-- REQUIRED WORK --
Reproduce word for word everything in the records from the line containing "of the blue" down to the line containing "276), (755, 347)]", with both of those lines included. Leave the pictures out.
-- Start ENTRIES SUPPLIED --
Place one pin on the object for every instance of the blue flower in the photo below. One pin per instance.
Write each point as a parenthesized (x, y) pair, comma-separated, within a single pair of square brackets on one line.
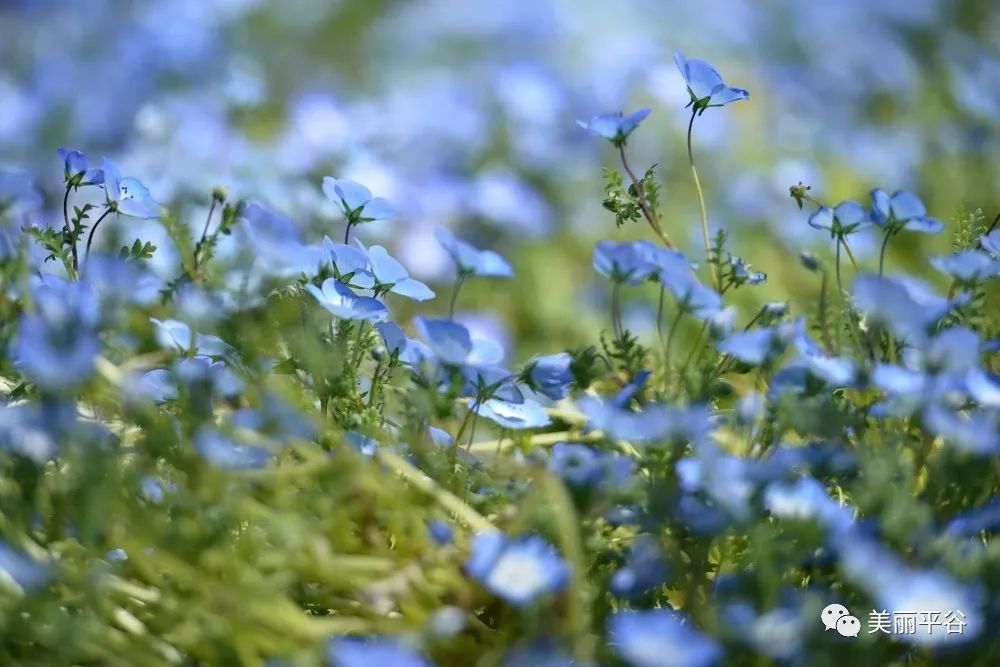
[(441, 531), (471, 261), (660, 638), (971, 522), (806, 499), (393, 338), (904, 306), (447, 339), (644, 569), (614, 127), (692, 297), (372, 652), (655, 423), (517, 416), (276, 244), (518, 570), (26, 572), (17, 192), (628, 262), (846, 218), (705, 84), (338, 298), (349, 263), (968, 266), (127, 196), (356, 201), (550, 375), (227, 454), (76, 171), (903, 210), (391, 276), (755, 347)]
-- End ENTRIES SUPPLIED --
-- Start ENTRIES SUPPLIED --
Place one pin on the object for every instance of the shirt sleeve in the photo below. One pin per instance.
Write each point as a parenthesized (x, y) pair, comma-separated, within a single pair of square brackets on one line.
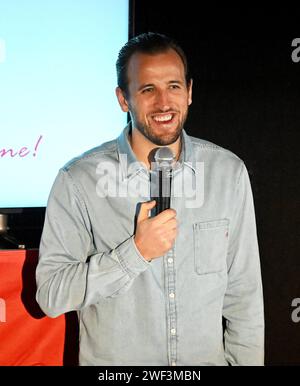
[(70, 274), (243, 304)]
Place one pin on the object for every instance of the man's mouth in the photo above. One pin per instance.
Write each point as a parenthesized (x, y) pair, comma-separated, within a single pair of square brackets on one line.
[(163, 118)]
-- End ENTRIES SUPPLIED --
-- Start ENTRIES SUPPLIED --
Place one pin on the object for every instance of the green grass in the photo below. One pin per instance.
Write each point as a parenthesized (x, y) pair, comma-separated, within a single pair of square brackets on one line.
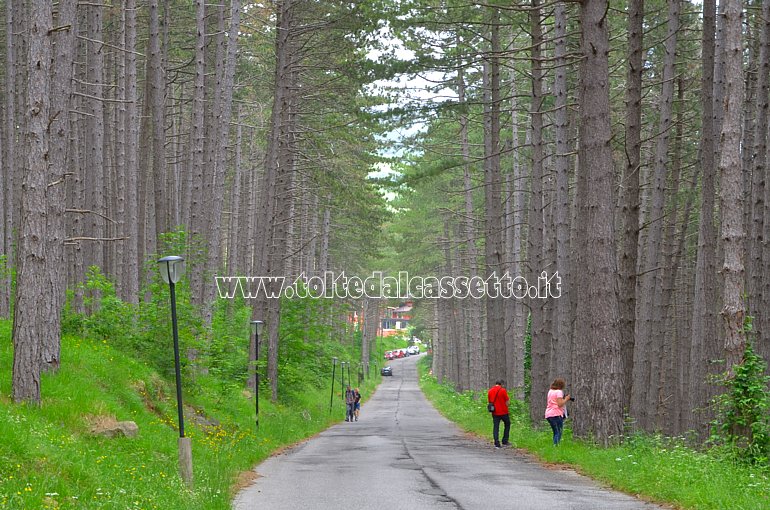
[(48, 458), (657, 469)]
-- End ENTRIES SUPPLIED --
-- FINAL RESULT --
Place one pin on the object for every instance of the blue flower in the photo below. One pin per instance.
Write each point as a parenthesized (x, y) pair, comma-separated, within a single pair of square brackets on one line.
[(441, 531), (471, 261), (660, 638), (971, 522), (806, 499), (393, 338), (904, 306), (447, 339), (644, 569), (614, 127), (692, 297), (372, 652), (655, 423), (517, 416), (276, 244), (518, 570), (26, 572), (17, 192), (628, 262), (846, 218), (705, 84), (338, 298), (349, 263), (968, 266), (127, 196), (356, 201), (550, 375), (227, 454), (76, 171), (903, 210), (391, 276), (755, 347)]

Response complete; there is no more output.